EXERCISE DATA:

..........

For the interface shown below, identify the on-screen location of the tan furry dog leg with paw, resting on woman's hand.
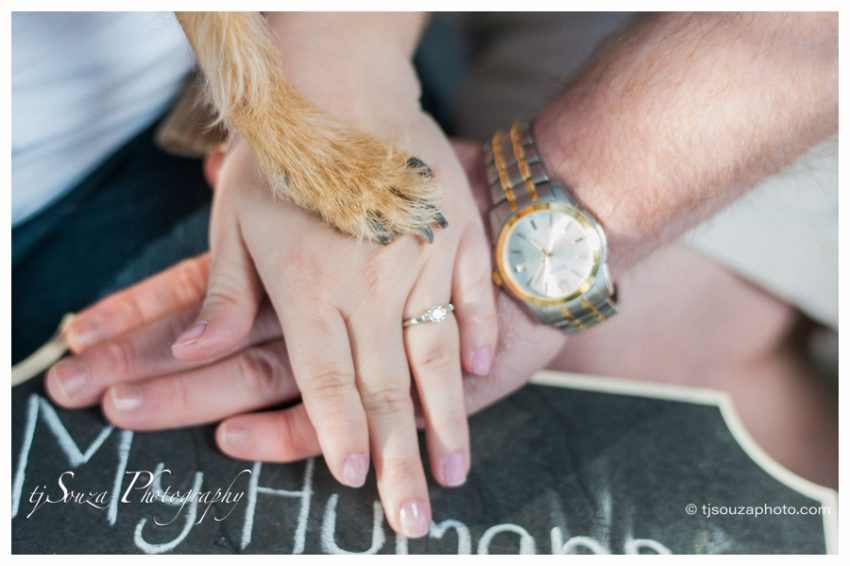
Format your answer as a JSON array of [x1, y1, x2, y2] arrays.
[[177, 12, 445, 244]]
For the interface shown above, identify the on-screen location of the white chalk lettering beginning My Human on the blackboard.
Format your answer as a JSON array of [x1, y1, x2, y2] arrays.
[[12, 395, 670, 554]]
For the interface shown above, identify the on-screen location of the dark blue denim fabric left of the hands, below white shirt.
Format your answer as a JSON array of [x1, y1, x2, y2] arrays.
[[12, 122, 212, 363]]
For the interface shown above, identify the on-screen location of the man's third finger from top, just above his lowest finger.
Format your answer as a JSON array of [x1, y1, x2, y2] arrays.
[[102, 340, 298, 430]]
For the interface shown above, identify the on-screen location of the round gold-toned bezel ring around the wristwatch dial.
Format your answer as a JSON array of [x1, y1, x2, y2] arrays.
[[496, 201, 606, 307]]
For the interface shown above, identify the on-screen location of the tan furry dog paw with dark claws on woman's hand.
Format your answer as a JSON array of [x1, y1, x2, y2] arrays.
[[249, 112, 448, 245]]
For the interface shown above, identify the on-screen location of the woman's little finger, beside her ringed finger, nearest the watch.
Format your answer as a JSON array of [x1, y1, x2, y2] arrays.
[[452, 225, 499, 376]]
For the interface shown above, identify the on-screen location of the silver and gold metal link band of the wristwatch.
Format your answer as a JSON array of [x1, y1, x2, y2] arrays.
[[485, 122, 617, 332]]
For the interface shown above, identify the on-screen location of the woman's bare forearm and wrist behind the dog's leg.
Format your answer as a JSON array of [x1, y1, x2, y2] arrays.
[[266, 12, 426, 133]]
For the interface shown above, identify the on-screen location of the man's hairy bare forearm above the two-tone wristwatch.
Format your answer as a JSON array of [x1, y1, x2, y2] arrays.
[[535, 13, 838, 274]]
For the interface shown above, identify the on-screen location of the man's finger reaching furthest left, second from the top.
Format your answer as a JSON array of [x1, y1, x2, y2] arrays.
[[45, 303, 281, 408]]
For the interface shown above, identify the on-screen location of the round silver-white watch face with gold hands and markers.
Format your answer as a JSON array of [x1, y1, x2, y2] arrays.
[[498, 203, 602, 304]]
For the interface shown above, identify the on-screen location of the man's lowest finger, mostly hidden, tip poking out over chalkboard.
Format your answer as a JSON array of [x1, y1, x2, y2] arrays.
[[215, 404, 321, 462]]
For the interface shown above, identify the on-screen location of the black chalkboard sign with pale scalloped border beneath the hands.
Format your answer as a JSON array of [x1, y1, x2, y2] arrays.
[[12, 372, 837, 554]]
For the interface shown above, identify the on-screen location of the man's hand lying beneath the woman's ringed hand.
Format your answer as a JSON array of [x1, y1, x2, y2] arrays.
[[47, 144, 564, 532]]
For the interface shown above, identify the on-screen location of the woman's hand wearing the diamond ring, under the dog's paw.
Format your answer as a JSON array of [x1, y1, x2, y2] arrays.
[[51, 120, 497, 536]]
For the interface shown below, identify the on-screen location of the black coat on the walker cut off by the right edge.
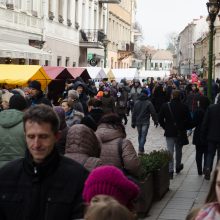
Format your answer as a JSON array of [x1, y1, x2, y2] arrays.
[[202, 103, 220, 143]]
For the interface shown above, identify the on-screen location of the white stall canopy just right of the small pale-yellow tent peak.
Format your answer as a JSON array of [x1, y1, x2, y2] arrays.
[[112, 68, 138, 82]]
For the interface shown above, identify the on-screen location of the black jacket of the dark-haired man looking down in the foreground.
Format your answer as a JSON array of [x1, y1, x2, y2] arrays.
[[0, 150, 87, 220]]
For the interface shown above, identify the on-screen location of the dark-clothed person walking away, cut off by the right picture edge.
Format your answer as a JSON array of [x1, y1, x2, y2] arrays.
[[201, 97, 220, 180]]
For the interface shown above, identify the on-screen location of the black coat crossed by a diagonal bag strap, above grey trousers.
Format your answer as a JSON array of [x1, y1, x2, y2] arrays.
[[159, 99, 193, 137]]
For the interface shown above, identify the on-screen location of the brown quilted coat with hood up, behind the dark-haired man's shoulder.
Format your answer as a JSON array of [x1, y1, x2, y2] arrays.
[[65, 124, 102, 171]]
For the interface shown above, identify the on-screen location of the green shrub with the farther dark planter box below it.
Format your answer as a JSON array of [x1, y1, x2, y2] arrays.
[[140, 150, 172, 200]]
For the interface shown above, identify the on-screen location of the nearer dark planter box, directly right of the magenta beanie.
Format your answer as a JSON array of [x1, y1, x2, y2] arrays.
[[135, 174, 154, 218]]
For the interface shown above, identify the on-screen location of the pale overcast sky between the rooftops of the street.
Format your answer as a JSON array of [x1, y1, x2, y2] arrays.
[[136, 0, 208, 49]]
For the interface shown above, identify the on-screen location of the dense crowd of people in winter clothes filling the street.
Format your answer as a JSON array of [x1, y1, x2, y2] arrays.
[[0, 71, 220, 220]]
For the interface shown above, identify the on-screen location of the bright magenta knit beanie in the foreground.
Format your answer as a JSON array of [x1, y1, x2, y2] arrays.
[[83, 166, 139, 208]]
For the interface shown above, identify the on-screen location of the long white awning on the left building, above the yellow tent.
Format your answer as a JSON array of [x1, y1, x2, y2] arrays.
[[0, 41, 52, 60]]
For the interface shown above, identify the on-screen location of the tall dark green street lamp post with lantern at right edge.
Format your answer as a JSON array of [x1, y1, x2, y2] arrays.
[[206, 0, 220, 101]]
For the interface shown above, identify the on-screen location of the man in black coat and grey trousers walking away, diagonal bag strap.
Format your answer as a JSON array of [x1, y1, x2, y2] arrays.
[[159, 90, 192, 179]]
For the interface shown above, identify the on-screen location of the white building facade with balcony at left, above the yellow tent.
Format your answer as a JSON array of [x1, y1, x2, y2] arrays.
[[0, 0, 107, 66]]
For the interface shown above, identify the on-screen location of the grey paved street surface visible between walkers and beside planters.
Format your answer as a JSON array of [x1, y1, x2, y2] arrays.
[[126, 118, 210, 220]]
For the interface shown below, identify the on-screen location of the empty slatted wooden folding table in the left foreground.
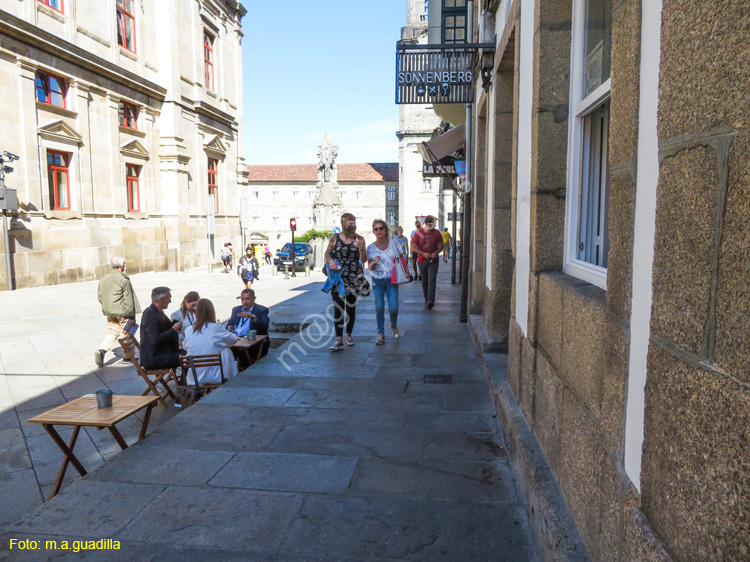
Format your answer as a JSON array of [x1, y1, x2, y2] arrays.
[[29, 394, 159, 499]]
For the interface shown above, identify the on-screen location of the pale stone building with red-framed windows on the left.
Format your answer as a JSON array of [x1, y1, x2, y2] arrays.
[[0, 0, 247, 289]]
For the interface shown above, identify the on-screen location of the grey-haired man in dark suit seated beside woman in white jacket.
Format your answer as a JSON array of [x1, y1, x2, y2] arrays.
[[141, 287, 185, 369]]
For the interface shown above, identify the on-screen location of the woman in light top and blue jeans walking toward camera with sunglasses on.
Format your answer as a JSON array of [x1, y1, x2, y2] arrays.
[[367, 219, 405, 345]]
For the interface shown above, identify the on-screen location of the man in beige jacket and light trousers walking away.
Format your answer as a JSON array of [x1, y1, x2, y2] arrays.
[[94, 256, 141, 368]]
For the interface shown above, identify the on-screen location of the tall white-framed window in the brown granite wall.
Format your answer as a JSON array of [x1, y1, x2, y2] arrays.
[[564, 0, 612, 288]]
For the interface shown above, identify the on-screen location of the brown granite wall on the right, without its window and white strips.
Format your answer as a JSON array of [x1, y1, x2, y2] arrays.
[[494, 0, 750, 562]]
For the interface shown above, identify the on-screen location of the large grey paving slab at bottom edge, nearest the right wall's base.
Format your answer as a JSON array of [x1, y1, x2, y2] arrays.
[[283, 496, 534, 562]]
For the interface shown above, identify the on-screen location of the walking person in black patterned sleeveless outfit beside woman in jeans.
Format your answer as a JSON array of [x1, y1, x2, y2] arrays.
[[325, 213, 370, 351]]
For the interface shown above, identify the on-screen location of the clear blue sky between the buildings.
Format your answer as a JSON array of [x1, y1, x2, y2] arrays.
[[242, 0, 406, 164]]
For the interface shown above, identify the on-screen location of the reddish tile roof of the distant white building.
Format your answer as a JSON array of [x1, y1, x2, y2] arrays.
[[247, 163, 398, 183]]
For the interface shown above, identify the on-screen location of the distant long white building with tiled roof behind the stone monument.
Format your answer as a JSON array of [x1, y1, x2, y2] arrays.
[[245, 163, 399, 252]]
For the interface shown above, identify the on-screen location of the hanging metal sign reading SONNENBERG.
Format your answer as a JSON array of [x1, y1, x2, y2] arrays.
[[396, 49, 475, 104]]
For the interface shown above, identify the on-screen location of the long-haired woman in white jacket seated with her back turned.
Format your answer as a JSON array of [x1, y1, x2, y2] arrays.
[[185, 299, 239, 385]]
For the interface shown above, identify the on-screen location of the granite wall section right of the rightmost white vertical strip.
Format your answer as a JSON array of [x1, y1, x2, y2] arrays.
[[641, 0, 750, 561]]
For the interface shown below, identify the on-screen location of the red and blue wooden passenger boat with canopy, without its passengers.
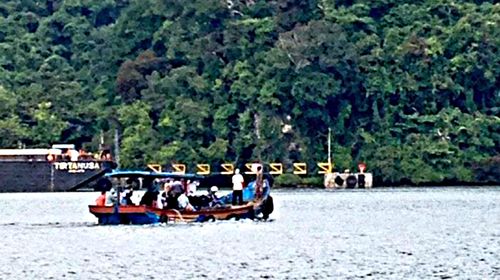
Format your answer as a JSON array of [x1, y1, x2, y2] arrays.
[[88, 171, 274, 225]]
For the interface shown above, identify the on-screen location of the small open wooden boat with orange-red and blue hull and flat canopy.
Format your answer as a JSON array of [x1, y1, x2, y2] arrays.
[[89, 171, 273, 224]]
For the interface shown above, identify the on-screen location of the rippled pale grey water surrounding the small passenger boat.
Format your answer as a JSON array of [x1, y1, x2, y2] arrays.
[[0, 187, 500, 279]]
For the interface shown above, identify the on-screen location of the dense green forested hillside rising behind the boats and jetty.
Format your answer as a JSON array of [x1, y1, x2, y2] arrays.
[[0, 0, 500, 183]]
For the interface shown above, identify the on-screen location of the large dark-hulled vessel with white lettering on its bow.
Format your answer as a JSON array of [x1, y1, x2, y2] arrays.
[[0, 144, 116, 192]]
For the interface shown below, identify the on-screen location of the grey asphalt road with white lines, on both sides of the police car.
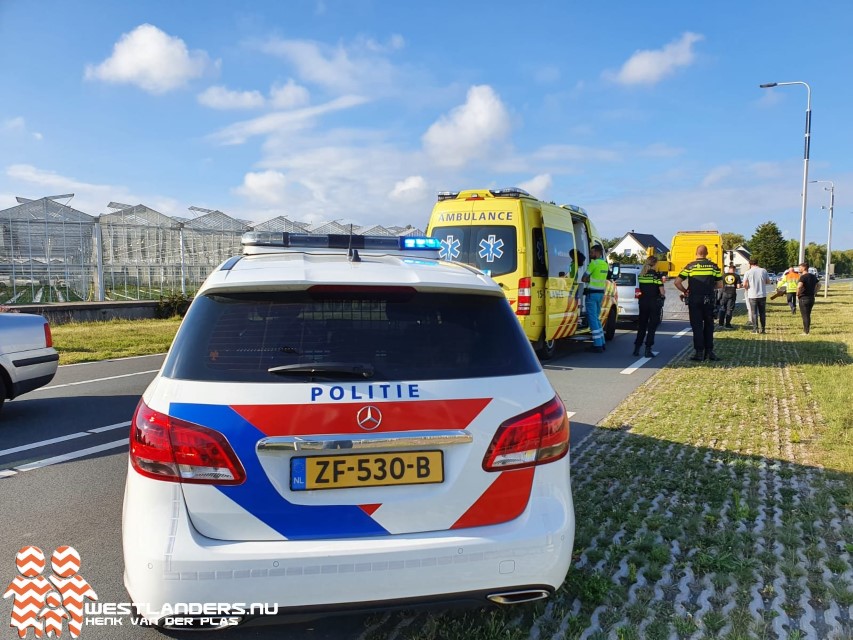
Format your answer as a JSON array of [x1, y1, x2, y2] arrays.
[[0, 321, 691, 640]]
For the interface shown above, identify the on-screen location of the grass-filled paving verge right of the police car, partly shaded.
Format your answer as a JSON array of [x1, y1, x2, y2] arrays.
[[362, 284, 853, 640]]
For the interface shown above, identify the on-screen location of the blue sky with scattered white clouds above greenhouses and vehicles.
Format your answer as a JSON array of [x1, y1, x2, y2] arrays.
[[0, 0, 853, 249]]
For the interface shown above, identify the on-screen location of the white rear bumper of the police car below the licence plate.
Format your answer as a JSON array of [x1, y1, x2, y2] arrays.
[[123, 458, 574, 622]]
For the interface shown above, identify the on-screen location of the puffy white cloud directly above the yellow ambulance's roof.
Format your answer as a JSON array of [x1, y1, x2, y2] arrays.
[[422, 85, 510, 167]]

..........

YOUR ASSIGNMENT: Return from the data every line that holds "lettering".

PROBLEM SOLUTION:
For the interface shown above, identify the on-screen location of the white chalk lettering beginning My Human on the blackboard.
For the interface shown above, identify the on-screen location of the large dark-hulled vessel with white lettering on its bow.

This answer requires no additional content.